What to do ->
Rewrite all of the data below as a numbered list with one line per item, omitting any blank lines.

Data section ->
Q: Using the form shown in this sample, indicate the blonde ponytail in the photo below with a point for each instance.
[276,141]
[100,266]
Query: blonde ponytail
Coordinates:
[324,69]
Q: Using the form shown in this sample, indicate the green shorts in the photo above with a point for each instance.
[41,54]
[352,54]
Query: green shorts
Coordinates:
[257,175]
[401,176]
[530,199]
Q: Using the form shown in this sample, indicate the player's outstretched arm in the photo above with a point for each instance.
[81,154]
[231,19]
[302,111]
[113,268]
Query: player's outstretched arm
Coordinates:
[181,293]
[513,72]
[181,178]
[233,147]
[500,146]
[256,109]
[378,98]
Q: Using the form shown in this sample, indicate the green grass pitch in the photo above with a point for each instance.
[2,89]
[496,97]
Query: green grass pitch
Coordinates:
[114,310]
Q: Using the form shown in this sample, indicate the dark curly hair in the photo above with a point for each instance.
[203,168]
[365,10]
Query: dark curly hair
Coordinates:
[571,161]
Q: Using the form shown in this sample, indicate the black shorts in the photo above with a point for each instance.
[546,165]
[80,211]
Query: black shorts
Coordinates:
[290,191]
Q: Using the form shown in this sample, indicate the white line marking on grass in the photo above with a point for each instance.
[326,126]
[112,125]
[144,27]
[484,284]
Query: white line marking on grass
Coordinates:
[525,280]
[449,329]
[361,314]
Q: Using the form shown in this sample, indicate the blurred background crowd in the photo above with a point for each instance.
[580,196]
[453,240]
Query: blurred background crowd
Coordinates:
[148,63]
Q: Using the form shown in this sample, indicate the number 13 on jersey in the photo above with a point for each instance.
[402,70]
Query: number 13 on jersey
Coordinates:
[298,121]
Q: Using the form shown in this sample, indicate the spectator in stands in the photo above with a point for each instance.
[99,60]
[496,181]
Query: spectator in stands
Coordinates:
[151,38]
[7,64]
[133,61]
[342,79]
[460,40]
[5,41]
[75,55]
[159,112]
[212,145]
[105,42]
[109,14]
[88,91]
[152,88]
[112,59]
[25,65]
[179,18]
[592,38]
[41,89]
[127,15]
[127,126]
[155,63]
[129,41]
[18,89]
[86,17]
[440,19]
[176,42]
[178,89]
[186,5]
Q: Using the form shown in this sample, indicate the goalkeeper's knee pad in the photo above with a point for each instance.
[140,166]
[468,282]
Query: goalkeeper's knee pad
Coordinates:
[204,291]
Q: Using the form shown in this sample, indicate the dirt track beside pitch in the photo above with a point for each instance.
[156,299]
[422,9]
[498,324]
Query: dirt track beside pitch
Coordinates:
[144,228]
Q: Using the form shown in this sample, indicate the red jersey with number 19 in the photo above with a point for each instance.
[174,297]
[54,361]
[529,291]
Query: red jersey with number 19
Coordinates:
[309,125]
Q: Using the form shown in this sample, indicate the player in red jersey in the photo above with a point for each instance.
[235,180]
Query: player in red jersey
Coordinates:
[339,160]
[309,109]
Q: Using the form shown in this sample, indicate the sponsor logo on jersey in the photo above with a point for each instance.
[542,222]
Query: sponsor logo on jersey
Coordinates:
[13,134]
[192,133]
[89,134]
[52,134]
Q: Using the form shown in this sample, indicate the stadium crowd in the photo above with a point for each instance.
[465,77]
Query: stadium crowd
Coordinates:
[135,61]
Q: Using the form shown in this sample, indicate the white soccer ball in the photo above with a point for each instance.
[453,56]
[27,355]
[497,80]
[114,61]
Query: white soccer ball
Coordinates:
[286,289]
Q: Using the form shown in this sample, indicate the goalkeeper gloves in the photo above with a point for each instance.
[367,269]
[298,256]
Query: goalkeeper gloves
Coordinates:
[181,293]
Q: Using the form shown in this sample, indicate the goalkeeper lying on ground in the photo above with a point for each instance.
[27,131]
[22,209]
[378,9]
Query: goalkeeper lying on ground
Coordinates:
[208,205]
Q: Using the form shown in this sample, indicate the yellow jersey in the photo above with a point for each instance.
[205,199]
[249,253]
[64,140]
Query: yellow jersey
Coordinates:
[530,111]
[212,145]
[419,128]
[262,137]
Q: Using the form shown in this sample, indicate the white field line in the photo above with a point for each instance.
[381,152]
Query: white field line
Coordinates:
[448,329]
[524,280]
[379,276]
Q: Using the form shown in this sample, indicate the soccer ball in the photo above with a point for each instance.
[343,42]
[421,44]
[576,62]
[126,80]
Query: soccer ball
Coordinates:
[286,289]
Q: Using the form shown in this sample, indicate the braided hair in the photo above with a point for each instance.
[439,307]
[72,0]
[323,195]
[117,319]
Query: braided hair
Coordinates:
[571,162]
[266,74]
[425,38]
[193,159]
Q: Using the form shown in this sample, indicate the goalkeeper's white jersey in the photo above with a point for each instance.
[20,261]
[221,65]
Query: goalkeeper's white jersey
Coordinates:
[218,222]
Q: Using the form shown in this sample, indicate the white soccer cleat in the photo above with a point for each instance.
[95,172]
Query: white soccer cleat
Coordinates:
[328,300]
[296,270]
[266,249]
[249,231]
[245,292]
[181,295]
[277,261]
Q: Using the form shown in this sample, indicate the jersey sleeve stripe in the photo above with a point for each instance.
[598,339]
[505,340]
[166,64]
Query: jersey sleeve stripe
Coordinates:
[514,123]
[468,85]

Response ->
1. Q: Using the form shown in this sample, indicate the blonde ponytail in the photo below with a point for each instance.
2. [276,141]
3. [100,266]
4. Query: blonde ponytail
5. Coordinates:
6. [324,69]
7. Q: Using the form shown in this sample, indicate the green shorts in the photo above with a point for each instance.
8. [41,54]
9. [352,54]
10. Query: green shorts
11. Coordinates:
12. [257,175]
13. [401,176]
14. [530,199]
15. Q: Using the form shown in this sample, indicate the player's outstretched arm in the photo above with a point for each instance.
16. [81,154]
17. [231,19]
18. [302,111]
19. [113,268]
20. Query: player's outstretched arm
21. Coordinates:
22. [181,293]
23. [513,72]
24. [181,178]
25. [233,147]
26. [500,146]
27. [256,109]
28. [378,98]
29. Q: Using the form shown in this sample, indicate the green grass pitch in the photo above with a point for each instance.
30. [2,89]
31. [496,97]
32. Query: green grass pitch
33. Coordinates:
34. [114,310]
35. Q: Using the form shown in this sample, indicate the dark curly hair in the photo above with a point for each instance.
36. [203,168]
37. [365,10]
38. Query: dark curly hair
39. Coordinates:
40. [571,161]
41. Q: Using the form shown in this sample, indicate the black shorts in the photo above with a point for each instance.
42. [546,165]
43. [80,211]
44. Query: black shorts
45. Coordinates:
46. [290,191]
47. Q: Using the form shown in this sample, indicate the white line marking on grass in the photo above with a point for each instance.
48. [326,126]
49. [112,125]
50. [144,27]
51. [484,284]
52. Query: white line marking on grass
53. Coordinates:
54. [525,280]
55. [449,329]
56. [361,314]
57. Q: Using the form shown in this sample, indicate the blurred background crowd in the photo above with a point for each instance.
58. [580,196]
59. [453,240]
60. Query: blurred background crowd
61. Coordinates:
62. [148,63]
63. Q: Using the form shown in this sample, indicate the number 13 on jersey in the photo above with a point for each instance.
64. [402,70]
65. Query: number 13 on jersey
66. Coordinates:
67. [298,121]
68. Q: Using the form shown in this sample, indicate the spectator in stands in the photo above with a point for each instance.
69. [99,60]
70. [496,181]
71. Query: spectator in stands
72. Coordinates:
73. [151,38]
74. [7,64]
75. [133,61]
76. [342,79]
77. [460,40]
78. [5,41]
79. [75,55]
80. [159,112]
81. [212,145]
82. [105,42]
83. [109,14]
84. [88,91]
85. [152,88]
86. [112,59]
87. [25,65]
88. [179,18]
89. [592,38]
90. [41,89]
91. [127,15]
92. [127,126]
93. [155,63]
94. [129,41]
95. [18,89]
96. [86,17]
97. [440,19]
98. [176,42]
99. [178,89]
100. [186,5]
101. Q: Using the form shown in this sample, indicate the goalkeeper's knee pad in the photo above with a point for each instance.
102. [140,166]
103. [468,282]
104. Query: goalkeeper's knee pad
105. Coordinates:
106. [204,291]
107. Q: Using the form shown in this sample, indicate the dirt track beside pitch in the photo above with a point for each instance.
108. [156,299]
109. [422,9]
110. [498,324]
111. Query: dirt track beside pitch
112. Coordinates:
113. [144,228]
114. Q: Using the form shown in this sample, indicate the red jersey with number 19 in the photo above with a point for each instance.
115. [174,297]
116. [54,361]
117. [529,291]
118. Query: red jersey with number 19
119. Coordinates:
120. [309,125]
121. Q: Using the form shown in this sample, indicate the player in red jersey in the photo above with a point for each instance.
122. [235,180]
123. Query: player in red jersey
124. Coordinates:
125. [339,160]
126. [309,109]
127. Q: Using the form shown in this sample, indicate the sponsor logo on jersey in the photo above with a point for each instance.
128. [542,222]
129. Query: sponsor logo on jersey
130. Coordinates:
131. [13,134]
132. [192,133]
133. [89,134]
134. [52,134]
135. Q: Using the form shown in this sample, indicate the stadium crowd in the photo above with a point for each instance.
136. [465,77]
137. Query: stadium crowd
138. Coordinates:
139. [135,61]
140. Q: Using the form shown in this sample, indicate the white soccer ball in the photo above with a point for each instance.
141. [453,56]
142. [27,355]
143. [497,80]
144. [114,61]
145. Query: white soccer ball
146. Coordinates:
147. [286,289]
148. Q: Using the form shown in this sample, indicate the goalkeeper gloves in the photo above with a point for each instance.
149. [367,269]
150. [298,256]
151. Query: goalkeeper gloves
152. Coordinates:
153. [181,293]
154. Q: Using the form shown in this sample, indicate the goalkeeper lying on ground in the photo above with a point for each instance.
155. [27,131]
156. [22,209]
157. [378,9]
158. Query: goalkeeper lying on ground
159. Coordinates:
160. [208,205]
161. Q: Using the form shown in this sample, indicate the yellow jersey in the photo above with a point for each instance.
162. [205,199]
163. [249,253]
164. [64,140]
165. Query: yellow jersey
166. Coordinates:
167. [530,111]
168. [212,145]
169. [419,128]
170. [262,137]
171. Q: Using the form shown in this sample, indicate the white field line in the photo above with a point for each instance.
172. [381,152]
173. Query: white field line
174. Coordinates:
175. [448,329]
176. [524,280]
177. [379,276]
178. Q: Using the form shown in this sample, indicate the soccer ball in the photo above with a point for each instance.
179. [343,42]
180. [421,44]
181. [576,62]
182. [126,80]
183. Query: soccer ball
184. Coordinates:
185. [286,289]
186. Q: Using the form shown in this sample, indicate the braided hair in the photo above with a point for each instance.
187. [439,307]
188. [72,0]
189. [323,195]
190. [117,319]
191. Query: braided hair
192. Coordinates:
193. [571,162]
194. [266,74]
195. [425,38]
196. [193,159]
197. Q: Using the form shown in this sample, indicate the goalkeeper's white jersey in the photo above with a point for each instance.
198. [20,261]
199. [221,65]
200. Query: goalkeeper's white jersey
201. Coordinates:
202. [218,222]
203. Q: Using the form shown in this sample, indicate the white soccer cleat in the photo above with a point for each instance.
204. [95,172]
205. Query: white soccer cleat
206. Coordinates:
207. [328,300]
208. [296,270]
209. [266,249]
210. [249,231]
211. [245,292]
212. [181,295]
213. [277,261]
214. Q: Using the form shown in this sample, indicate the jersey sleeve stripe in the photo above with a point for each instance.
215. [598,339]
216. [505,340]
217. [166,64]
218. Query: jersey sleeve stripe
219. Coordinates:
220. [514,123]
221. [468,85]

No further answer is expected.